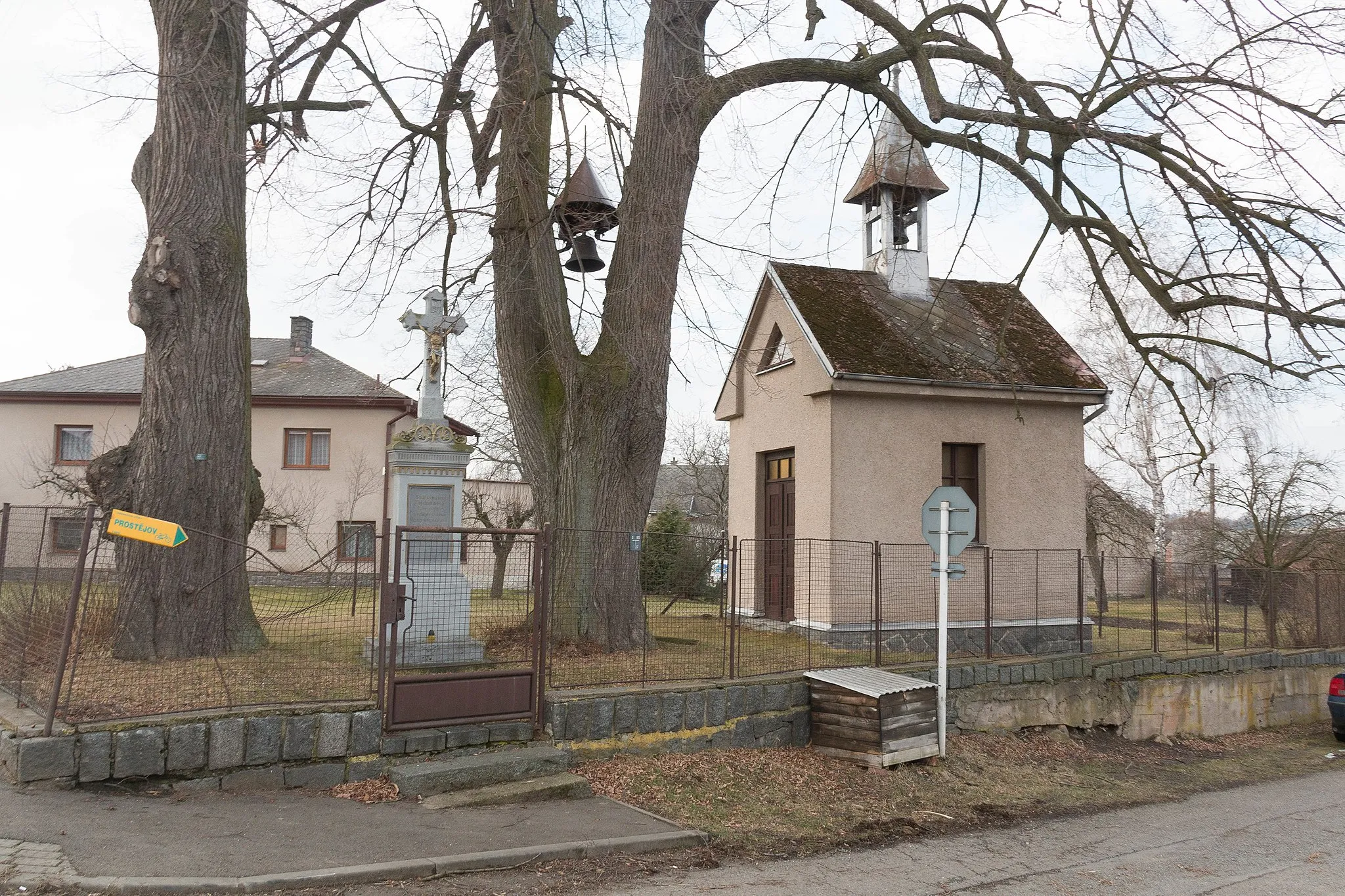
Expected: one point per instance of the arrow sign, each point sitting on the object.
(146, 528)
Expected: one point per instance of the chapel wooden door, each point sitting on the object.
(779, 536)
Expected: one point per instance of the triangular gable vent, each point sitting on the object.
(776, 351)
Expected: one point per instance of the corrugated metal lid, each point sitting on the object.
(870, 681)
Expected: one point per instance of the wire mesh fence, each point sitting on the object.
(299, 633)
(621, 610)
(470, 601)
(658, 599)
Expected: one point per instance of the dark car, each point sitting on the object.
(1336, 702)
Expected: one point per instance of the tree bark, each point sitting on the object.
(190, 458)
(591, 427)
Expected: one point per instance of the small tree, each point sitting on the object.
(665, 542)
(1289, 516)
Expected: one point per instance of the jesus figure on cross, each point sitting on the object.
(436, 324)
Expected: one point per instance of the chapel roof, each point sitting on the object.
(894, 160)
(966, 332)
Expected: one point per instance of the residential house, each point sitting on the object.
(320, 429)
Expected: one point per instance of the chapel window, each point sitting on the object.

> [Short problem]:
Repeat all of the lines above word for word, but leave the pictures out of your answer.

> [Complete output]:
Expected: one point per instance of the arrow sign, each point sitting on the object.
(146, 528)
Expected: one point per instance of the chapel wooden door, each point sitting on the object.
(779, 536)
Expected: one point per instance of the triangular gable vent, each point sitting on the object.
(776, 351)
Expected: one point per instance of the corrugated metal lid, each point sitting on the object.
(870, 681)
Expected: one point per instance of the wire mesh fence, each point sitting on the object.
(299, 633)
(621, 610)
(470, 601)
(658, 599)
Expected: one point per instance of the dark car, each point sitting on the object.
(1336, 702)
Expected: one point per instance of the tree bark, each point sitting on the object.
(190, 458)
(591, 427)
Expected: one point per instance of the small tree, each point sitting on the object.
(665, 542)
(1289, 516)
Expected: one point per instance of the jesus figure on cross, each point sitting on the object.
(436, 324)
Expected: one point per instance of the chapel roof, each point sitting on the object.
(894, 160)
(966, 332)
Expected: one point per instance of the residential house, each point sitting on the object.
(320, 429)
Expected: one point per instance of the chapel window, each point sitting on the object.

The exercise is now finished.